• WHAT YOU NEED TO DO:
1. According to the excerpt on commercial heat pumps, what rating is the Minimum Energy Efficiency Standard likely to move to by 2030?
2. Reproduce part of the excerpt on commercial heat pumps word for word. Begin at the words "These commercial heat" and stop after "next 2-5 years.".
3. The excerpt on commercial heat pumps says there are thousands of certain kinds of buildings. What are those kinds?

• EXCERPTED TEXT:
______
There are around 1.75 million non-domestic buildings in England and Wales and around 2.2m in the UK. Approximately 6% are larger than 1,000 sq m and these use over 50% of the energy in the non-domestic arena.
So this is a huge area to look at and if we can remove gas from these buildings and replace it with renewable heat pumps, then we can make a significant contribution to meeting carbon budget 4.
These commercial heat pumps are available right now and the industry has the dedicated, professional installers to get them fitted.
This is already happening in many public buildings as part of the Public Sector Decarbonisation fund which is heavily oversubscribed each year, showing that demand is there for renewable heating.
A heat pump for every building
We are also seeing a lot of private companies now planning their budgets to remove gas from their sites over the next 2-5 years.
And again, this is where the HVAC professionals can help make a real difference.
There are over 670,000 small, non-domestic buildings below 100m2. There are also nearly 500,000 shops, 350,000 offices and thousands of pubs, hotels, schools, community centres, hospitals, factories and warehouses.
All of them need hot water and all of them can transition from gas to heat pumps.
And all of them will need to do this as the legislation governing energy use in buildings is getting tougher year on year, with the Minimum Energy Efficiency Standard (MEES) likely to move from its current F or G rated to a B rating by 2030.
At least that is what the proposed target is in a published public consultation currently being discussed at the moment. Although not law at this point, everyone is expecting it to become a requirement and has therefore started to act as if it was already passed legislation.
This is estimated to cover around 85% of the non-domestic rented stock, and could deliver up to 10.3TWh in energy savings by 2030, and 4.1MtCO2e of carbon (non-traded) over Carbon Budget 5 (2028-2032).
So, regardless of any moves on the domestic front, the commercial sector can make a real and significant difference, and in the webinar, I highlight some of the solutions available right now.
______
• DATA BLOCK:
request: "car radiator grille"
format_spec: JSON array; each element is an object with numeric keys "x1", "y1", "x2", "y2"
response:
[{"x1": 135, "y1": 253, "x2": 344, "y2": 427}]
______
• COMPLETED EXERCISE:
1. A B rating.

2.
These commercial heat pumps are available right now and the industry has the dedicated, professional installers to get them fitted.
This is already happening in many public buildings as part of the Public Sector Decarbonisation fund which is heavily oversubscribed each year, showing that demand is there for renewable heating.
A heat pump for every building
We are also seeing a lot of private companies now planning their budgets to remove gas from their sites over the next 2-5 years.

3. Pubs, hotels, schools, community centres, hospitals, factories, warehouses